Snake worshippers
Serpent Archetypes
(excerpts taken from Cirlots Book of Symbols)
The eternal cycle of death and rebirth is represented symbolically in many parts of the world as a snake biting its own tail.
This is represented in graphic form by the Gnostic symbol of Ouroboros, one of the most universal of symbols.
Half of this mythic creature is dark and other half light (like the Chinese yin and yang symbol) illustrating the active and the
passive, the creative and destructive ambivalences of the serpent. This connection of the snake with the wheel of death and
rebirth is understood not only as a way of nature but also of the soul. The Hindu God Vishnu is often portrayed seated
on a serpent implying the sacred wheel of life. The serpent refers to the primordial and the most primitive strata of life.
In the evolutionary process reptiles occupied the first place and mythologically the coiled snake represents the undifferentiated
condition of creation. The snake can connecting worlds and are taken to be a line to eternity.
It symbolizes a powerful psychic energy endowed with magnetic force and because it sheds its skin it symbolizes resurrection.
In India, cults of the spirit of the snake are connected with the symbolism of the sea and are seen as the guardians
of the springs of life. In Indian religious art snakes are depicted coiled and intertwined and often a cobra is seen
with its outstretched hood protecting the head of a savior or divinity. Serpents are worshipped by Hindus, Buddhists
and Jains who consider the snake to be an auspicious and determining life force. A legendary serpent wound itself
around Buddha wound 7 times and finding it could not crush him bowed before him. The serpent was also venerated
in ancient Egypt, Greece and Rome. The serpent was worshipped in the sleep healing temples of Aesclepius and
represented wrapped and entangled around the god's staff. In ancient Greece there were over 100 Asklepia.

+ + +

Assignment
Answer these questions using the text on serpent archetypes:
1. What Gnostic symbol shows the snake biting its own tail?
2. Which Hindu god is often portrayed seated on a serpent?
3. How many Asklepia were there in ancient Greece?
The rows come from a separate source.

+ + +

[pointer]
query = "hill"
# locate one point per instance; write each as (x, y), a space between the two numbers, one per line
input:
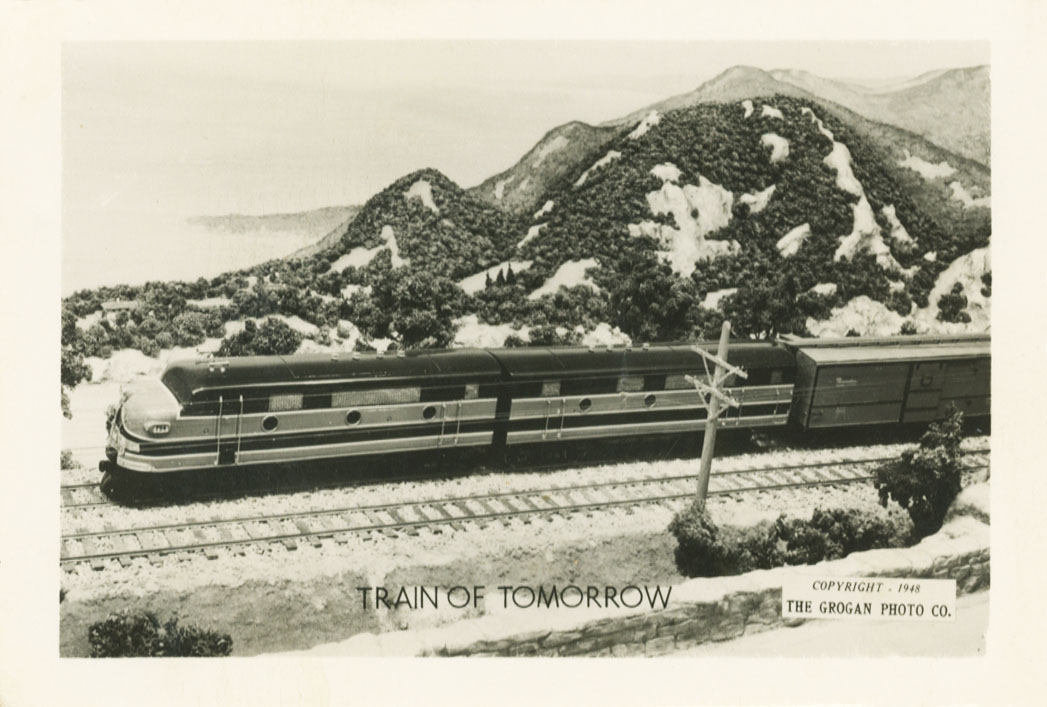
(784, 213)
(546, 167)
(949, 108)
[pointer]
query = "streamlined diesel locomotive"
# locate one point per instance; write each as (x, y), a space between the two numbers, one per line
(285, 410)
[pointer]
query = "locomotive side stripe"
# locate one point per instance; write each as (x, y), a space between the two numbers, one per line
(432, 429)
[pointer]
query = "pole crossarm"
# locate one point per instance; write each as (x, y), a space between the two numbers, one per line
(719, 361)
(709, 390)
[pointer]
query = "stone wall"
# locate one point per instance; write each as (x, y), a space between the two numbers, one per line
(698, 611)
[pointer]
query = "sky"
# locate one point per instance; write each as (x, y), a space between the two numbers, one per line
(186, 129)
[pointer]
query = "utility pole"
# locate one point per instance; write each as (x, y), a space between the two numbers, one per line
(715, 398)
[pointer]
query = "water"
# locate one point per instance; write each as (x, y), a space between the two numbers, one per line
(114, 248)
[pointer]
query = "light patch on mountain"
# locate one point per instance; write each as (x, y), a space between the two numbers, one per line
(771, 111)
(474, 283)
(698, 211)
(569, 274)
(350, 290)
(865, 236)
(359, 257)
(532, 233)
(649, 122)
(926, 169)
(667, 172)
(791, 242)
(961, 195)
(548, 206)
(778, 145)
(898, 233)
(873, 318)
(422, 190)
(758, 200)
(499, 186)
(611, 155)
(966, 270)
(544, 151)
(866, 316)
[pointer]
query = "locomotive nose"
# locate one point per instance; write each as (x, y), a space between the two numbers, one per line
(149, 410)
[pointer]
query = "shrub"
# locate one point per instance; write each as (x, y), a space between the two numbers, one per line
(831, 534)
(706, 550)
(274, 336)
(699, 550)
(127, 634)
(952, 306)
(926, 480)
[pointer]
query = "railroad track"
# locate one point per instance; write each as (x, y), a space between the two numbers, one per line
(339, 525)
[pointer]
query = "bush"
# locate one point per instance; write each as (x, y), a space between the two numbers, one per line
(833, 533)
(273, 337)
(706, 550)
(926, 480)
(700, 552)
(128, 634)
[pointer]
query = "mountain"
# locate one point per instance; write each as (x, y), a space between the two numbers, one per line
(950, 108)
(425, 220)
(749, 199)
(518, 189)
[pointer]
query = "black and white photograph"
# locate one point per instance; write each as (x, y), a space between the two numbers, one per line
(653, 351)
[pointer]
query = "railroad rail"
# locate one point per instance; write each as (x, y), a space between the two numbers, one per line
(338, 525)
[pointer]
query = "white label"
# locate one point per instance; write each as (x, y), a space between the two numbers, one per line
(876, 598)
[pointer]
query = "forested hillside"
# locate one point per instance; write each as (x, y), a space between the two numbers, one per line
(777, 213)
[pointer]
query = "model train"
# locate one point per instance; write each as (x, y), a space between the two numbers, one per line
(280, 410)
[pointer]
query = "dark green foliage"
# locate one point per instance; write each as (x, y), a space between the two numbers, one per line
(926, 480)
(832, 533)
(650, 303)
(416, 303)
(953, 304)
(68, 462)
(73, 371)
(987, 285)
(415, 309)
(700, 552)
(127, 634)
(273, 337)
(707, 550)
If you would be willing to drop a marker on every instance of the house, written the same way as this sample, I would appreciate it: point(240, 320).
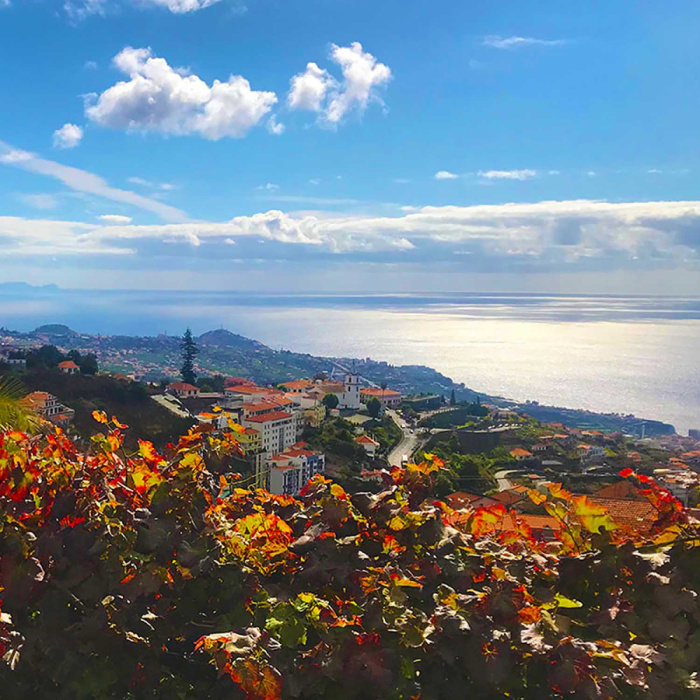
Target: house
point(350, 397)
point(183, 390)
point(387, 397)
point(278, 430)
point(369, 445)
point(47, 406)
point(290, 470)
point(43, 404)
point(218, 420)
point(249, 440)
point(236, 381)
point(314, 415)
point(590, 453)
point(298, 386)
point(462, 500)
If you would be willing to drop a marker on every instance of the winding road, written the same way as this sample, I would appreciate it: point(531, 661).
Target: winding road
point(408, 444)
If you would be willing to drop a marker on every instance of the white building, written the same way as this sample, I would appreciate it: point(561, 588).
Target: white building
point(290, 470)
point(350, 398)
point(278, 430)
point(370, 445)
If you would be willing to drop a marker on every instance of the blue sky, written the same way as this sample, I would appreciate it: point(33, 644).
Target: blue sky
point(303, 145)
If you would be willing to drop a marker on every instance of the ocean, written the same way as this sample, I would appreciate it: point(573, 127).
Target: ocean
point(603, 353)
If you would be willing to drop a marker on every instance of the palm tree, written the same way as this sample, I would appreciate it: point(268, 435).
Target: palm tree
point(13, 414)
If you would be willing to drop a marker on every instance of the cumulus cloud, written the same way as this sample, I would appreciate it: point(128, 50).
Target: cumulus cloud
point(507, 174)
point(142, 182)
point(547, 236)
point(68, 136)
point(518, 42)
point(159, 98)
point(84, 181)
point(115, 219)
point(182, 6)
point(318, 91)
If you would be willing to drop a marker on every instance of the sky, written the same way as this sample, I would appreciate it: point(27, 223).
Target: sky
point(351, 145)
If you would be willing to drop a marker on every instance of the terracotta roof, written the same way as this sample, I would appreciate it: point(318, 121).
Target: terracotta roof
point(510, 496)
point(627, 511)
point(379, 393)
point(182, 386)
point(620, 489)
point(269, 417)
point(366, 440)
point(298, 384)
point(461, 499)
point(232, 381)
point(260, 406)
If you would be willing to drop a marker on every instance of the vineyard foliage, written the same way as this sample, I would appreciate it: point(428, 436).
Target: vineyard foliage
point(153, 575)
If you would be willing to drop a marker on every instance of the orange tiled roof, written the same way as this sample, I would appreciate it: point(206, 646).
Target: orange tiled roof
point(269, 417)
point(627, 511)
point(182, 386)
point(365, 440)
point(371, 391)
point(461, 499)
point(298, 384)
point(620, 489)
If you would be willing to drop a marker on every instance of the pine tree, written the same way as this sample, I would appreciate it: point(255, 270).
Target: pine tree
point(189, 351)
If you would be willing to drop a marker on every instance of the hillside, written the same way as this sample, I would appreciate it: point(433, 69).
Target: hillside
point(153, 358)
point(130, 402)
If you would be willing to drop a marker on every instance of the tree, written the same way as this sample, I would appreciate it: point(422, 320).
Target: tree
point(189, 351)
point(143, 575)
point(374, 407)
point(46, 357)
point(330, 401)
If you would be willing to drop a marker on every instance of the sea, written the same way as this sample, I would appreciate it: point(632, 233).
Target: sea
point(610, 354)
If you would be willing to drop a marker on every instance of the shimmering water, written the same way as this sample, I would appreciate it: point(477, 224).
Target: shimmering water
point(610, 354)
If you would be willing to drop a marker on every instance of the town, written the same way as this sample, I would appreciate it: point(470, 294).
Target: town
point(341, 424)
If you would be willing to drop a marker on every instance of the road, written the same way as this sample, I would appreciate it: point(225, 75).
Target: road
point(409, 442)
point(503, 483)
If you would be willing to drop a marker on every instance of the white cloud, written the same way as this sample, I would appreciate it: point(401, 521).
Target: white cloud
point(84, 181)
point(549, 233)
point(142, 182)
point(519, 42)
point(308, 89)
point(162, 99)
point(115, 219)
point(445, 175)
point(182, 6)
point(39, 201)
point(68, 136)
point(318, 91)
point(274, 127)
point(78, 10)
point(507, 174)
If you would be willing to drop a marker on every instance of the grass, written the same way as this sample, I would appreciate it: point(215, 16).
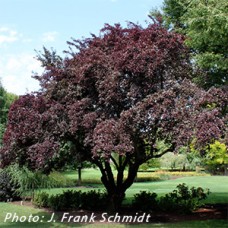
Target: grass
point(218, 185)
point(45, 216)
point(219, 193)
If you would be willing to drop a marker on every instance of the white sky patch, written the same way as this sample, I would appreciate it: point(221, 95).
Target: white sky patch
point(16, 72)
point(49, 36)
point(8, 35)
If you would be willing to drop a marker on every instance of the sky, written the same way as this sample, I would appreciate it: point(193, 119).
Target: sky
point(28, 25)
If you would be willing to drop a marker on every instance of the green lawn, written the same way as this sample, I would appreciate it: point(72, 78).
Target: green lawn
point(218, 185)
point(44, 216)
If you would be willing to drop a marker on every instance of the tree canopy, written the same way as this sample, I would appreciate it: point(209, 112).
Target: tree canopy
point(114, 98)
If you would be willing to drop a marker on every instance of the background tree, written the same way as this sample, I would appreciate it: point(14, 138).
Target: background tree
point(6, 99)
point(205, 25)
point(114, 98)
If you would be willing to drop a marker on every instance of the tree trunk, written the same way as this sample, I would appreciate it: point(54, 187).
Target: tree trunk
point(116, 189)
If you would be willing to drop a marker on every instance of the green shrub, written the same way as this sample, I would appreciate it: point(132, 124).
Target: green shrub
point(57, 202)
point(183, 199)
point(8, 189)
point(145, 201)
point(41, 199)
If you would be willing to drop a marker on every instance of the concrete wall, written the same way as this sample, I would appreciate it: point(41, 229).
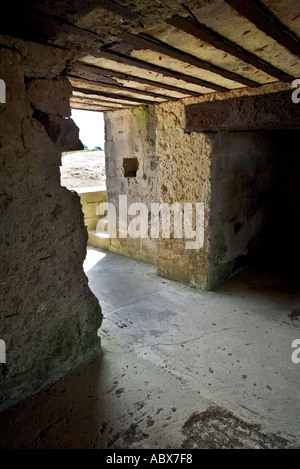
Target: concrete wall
point(184, 177)
point(132, 134)
point(174, 167)
point(48, 317)
point(90, 198)
point(281, 252)
point(243, 177)
point(235, 174)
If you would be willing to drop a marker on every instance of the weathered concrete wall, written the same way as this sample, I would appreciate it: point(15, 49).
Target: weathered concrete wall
point(232, 174)
point(48, 316)
point(243, 175)
point(174, 167)
point(132, 134)
point(281, 252)
point(184, 177)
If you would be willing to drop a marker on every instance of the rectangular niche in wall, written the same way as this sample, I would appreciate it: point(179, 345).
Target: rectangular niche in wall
point(130, 165)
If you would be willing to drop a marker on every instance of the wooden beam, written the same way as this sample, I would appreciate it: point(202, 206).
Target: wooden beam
point(264, 20)
point(170, 51)
point(119, 97)
point(219, 42)
point(272, 111)
point(123, 59)
point(91, 72)
point(88, 107)
point(92, 102)
point(118, 86)
point(108, 5)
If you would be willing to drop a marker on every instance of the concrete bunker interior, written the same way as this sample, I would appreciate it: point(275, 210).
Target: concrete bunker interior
point(196, 111)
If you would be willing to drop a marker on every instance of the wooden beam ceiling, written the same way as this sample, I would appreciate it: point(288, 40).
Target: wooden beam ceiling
point(264, 20)
point(170, 51)
point(219, 42)
point(97, 74)
point(123, 59)
point(90, 84)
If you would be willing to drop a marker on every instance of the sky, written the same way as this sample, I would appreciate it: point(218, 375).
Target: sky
point(91, 127)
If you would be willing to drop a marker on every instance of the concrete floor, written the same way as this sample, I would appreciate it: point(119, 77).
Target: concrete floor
point(181, 368)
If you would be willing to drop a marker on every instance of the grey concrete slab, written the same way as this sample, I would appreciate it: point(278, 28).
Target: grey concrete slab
point(181, 368)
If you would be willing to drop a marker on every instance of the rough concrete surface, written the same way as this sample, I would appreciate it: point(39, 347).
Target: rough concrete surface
point(181, 368)
point(48, 316)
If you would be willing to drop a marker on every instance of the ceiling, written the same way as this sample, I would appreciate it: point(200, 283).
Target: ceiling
point(133, 52)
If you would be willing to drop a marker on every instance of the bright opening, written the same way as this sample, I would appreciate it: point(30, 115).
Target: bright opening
point(86, 168)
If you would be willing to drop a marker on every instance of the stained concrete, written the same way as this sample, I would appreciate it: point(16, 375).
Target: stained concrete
point(180, 368)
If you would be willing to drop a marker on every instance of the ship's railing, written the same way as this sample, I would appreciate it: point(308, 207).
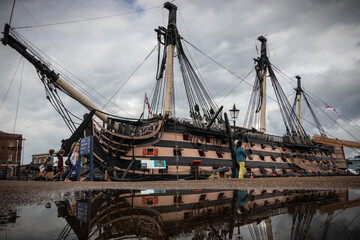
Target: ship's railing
point(264, 137)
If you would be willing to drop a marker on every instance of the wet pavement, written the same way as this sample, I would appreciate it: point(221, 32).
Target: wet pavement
point(33, 192)
point(182, 209)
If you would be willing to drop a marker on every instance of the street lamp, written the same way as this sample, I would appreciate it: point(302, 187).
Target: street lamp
point(234, 112)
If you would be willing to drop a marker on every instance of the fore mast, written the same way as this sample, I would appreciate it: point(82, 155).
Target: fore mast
point(170, 47)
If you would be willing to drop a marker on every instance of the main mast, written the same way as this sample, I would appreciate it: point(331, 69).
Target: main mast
point(263, 69)
point(170, 47)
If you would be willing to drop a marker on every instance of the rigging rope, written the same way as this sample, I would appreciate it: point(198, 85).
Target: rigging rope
point(130, 76)
point(18, 100)
point(88, 19)
point(12, 80)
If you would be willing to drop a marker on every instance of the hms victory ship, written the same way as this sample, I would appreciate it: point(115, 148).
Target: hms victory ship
point(163, 147)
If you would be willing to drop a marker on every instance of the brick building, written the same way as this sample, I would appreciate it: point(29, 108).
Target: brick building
point(10, 152)
point(40, 158)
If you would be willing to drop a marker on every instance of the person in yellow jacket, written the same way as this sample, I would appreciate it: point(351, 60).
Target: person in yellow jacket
point(73, 159)
point(240, 158)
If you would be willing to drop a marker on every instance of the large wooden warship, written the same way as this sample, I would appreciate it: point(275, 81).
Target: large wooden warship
point(163, 147)
point(199, 214)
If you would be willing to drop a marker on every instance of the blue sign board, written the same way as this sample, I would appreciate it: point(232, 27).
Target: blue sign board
point(86, 145)
point(87, 148)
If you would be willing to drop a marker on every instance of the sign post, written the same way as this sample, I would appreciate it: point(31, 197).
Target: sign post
point(87, 148)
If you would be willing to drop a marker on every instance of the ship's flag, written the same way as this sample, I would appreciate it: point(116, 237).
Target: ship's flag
point(148, 104)
point(331, 109)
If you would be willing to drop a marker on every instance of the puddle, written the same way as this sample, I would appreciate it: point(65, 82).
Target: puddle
point(188, 214)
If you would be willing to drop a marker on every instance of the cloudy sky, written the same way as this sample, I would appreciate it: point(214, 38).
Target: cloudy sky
point(316, 39)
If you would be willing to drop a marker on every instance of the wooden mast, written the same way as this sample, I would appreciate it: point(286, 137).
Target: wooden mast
point(298, 99)
point(170, 47)
point(263, 69)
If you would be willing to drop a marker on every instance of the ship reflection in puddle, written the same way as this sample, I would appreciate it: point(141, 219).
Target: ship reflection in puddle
point(205, 214)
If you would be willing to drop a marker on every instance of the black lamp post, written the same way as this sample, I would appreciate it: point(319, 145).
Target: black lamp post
point(234, 112)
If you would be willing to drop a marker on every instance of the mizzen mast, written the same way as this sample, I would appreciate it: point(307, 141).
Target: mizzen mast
point(262, 67)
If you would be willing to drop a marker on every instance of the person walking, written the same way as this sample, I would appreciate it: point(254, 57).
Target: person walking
point(49, 163)
point(240, 158)
point(73, 159)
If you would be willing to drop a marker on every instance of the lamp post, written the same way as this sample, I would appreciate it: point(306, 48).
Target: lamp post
point(234, 112)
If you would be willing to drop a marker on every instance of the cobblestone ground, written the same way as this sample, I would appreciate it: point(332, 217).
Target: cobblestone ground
point(37, 192)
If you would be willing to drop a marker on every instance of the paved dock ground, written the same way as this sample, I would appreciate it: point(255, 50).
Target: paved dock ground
point(37, 192)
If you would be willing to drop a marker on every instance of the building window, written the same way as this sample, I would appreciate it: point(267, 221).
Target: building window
point(162, 171)
point(177, 152)
point(177, 199)
point(186, 137)
point(150, 151)
point(202, 197)
point(201, 153)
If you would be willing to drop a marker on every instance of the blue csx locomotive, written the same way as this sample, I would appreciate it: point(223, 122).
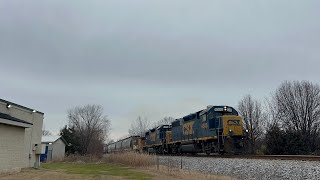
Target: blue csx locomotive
point(216, 129)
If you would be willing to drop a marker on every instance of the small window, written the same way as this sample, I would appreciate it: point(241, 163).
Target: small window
point(204, 117)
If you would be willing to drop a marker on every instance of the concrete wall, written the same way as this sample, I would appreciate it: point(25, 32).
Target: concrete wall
point(31, 136)
point(58, 150)
point(11, 148)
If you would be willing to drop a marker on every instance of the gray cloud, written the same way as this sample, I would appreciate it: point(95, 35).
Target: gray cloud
point(130, 55)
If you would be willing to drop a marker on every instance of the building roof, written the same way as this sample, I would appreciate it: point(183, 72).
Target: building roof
point(17, 105)
point(7, 119)
point(52, 139)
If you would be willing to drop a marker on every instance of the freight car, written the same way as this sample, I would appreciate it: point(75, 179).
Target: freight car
point(216, 129)
point(132, 143)
point(156, 140)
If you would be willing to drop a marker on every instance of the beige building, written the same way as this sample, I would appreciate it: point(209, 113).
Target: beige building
point(20, 136)
point(53, 148)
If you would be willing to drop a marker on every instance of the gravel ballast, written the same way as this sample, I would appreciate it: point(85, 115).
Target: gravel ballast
point(247, 168)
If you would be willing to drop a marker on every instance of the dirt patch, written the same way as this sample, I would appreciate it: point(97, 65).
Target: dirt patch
point(43, 174)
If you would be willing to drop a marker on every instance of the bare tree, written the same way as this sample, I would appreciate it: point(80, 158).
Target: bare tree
point(298, 109)
point(254, 118)
point(91, 126)
point(46, 133)
point(139, 126)
point(164, 121)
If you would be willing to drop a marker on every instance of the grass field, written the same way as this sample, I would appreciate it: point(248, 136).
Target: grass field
point(98, 170)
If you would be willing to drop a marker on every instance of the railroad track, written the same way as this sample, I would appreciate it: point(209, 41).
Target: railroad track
point(270, 157)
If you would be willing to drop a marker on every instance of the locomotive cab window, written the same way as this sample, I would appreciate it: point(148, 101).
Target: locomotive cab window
point(234, 122)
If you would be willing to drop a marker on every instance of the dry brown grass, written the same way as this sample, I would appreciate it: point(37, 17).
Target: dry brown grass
point(149, 163)
point(82, 159)
point(131, 159)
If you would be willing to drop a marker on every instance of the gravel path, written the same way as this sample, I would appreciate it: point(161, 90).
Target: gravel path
point(247, 168)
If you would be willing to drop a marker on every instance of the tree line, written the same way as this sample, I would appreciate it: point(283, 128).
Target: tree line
point(285, 123)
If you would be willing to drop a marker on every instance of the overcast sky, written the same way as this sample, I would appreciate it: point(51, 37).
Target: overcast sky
point(152, 58)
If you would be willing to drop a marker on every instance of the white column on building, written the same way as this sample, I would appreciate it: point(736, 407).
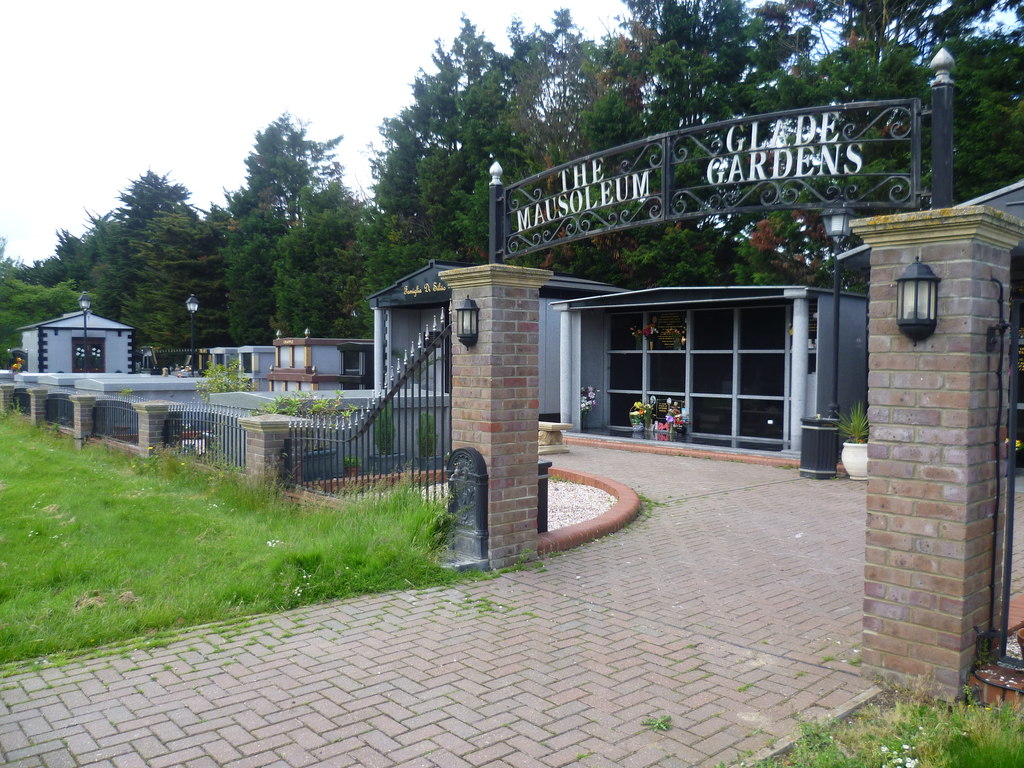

+ + +

Expected answer
1. Ouroboros
2. Vishnu
3. Over 100